Embracing Rigor and Inclusion

In a recent Chronicle of Higher Education article, Jordynn Jack and Viji Sathy, UNC-Chapel Hill professors in rhetoric and comparative literature and psychology and neuroscience, respectively, assert that it’s time to cancel the word “rigor,” arguing that it is both “outdated” and “an exclusionary concept” that professors use as a “code” for an elitist sorting mechanism that rewards only economically privileged students. Jack and Sathy suggest that professors invoke the word “rigor” to mean “some students deserve to be here, and some don’t.” Pitting rigor against inclusion like this makes rigor the latest battle in the campus culture war and positions faculty members — rather than institutional policies — as responsible for whether students succeed, and perhaps even whether the economic inequalities in our society are eliminated.

In his response to the Chronicle article, David Randall of the National Association of Scholars argues that Jack and Sathy’s suggestion that rigor is not inclusive is “a stalking horse for differential standards by race and sex.” Randall further asserts that instructors designing transparent assignments, as Jack and Sathy propose, “treat college students as toddlers or machines” rather than as “capable of taking brief instructions and using imagination, initiative, and, yes, background knowledge, to produce a sufficient piece of work.” For Randall, canceling rigor “will damage universities and harm students in the name of helping them.” I agree with Randall about the damage canceling rigor does. Besides, pitting rigor against inclusivity makes the rather insulting presumption that race and gender predict academic merit.

Source excerpt:

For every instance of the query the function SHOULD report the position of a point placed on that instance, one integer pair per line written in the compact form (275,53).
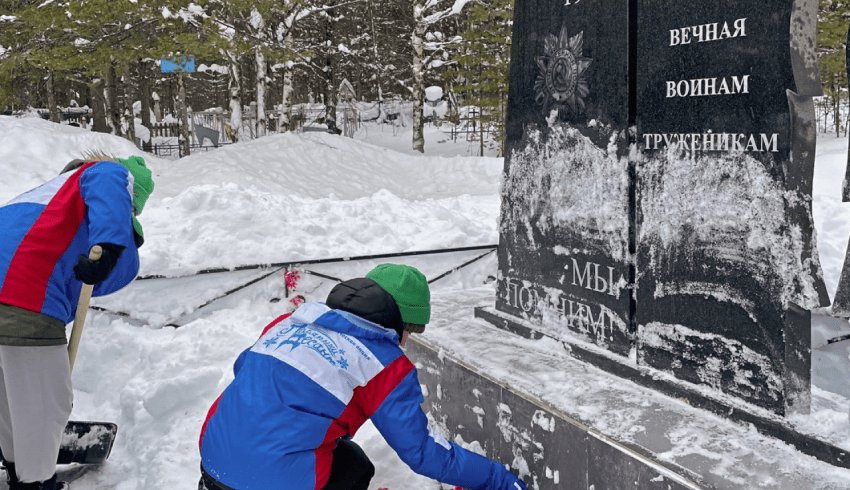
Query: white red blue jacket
(45,230)
(312,378)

Task directions: Reproduce the passage of the rigor and inclusion excerpt from "Embracing Rigor and" to "society are eliminated." word for word.

Completed exercise:
Embracing Rigor and Inclusion

In a recent Chronicle of Higher Education article, Jordynn Jack and Viji Sathy, UNC-Chapel Hill professors in rhetoric and comparative literature and psychology and neuroscience, respectively, assert that it’s time to cancel the word “rigor,” arguing that it is both “outdated” and “an exclusionary concept” that professors use as a “code” for an elitist sorting mechanism that rewards only economically privileged students. Jack and Sathy suggest that professors invoke the word “rigor” to mean “some students deserve to be here, and some don’t.” Pitting rigor against inclusion like this makes rigor the latest battle in the campus culture war and positions faculty members — rather than institutional policies — as responsible for whether students succeed, and perhaps even whether the economic inequalities in our society are eliminated.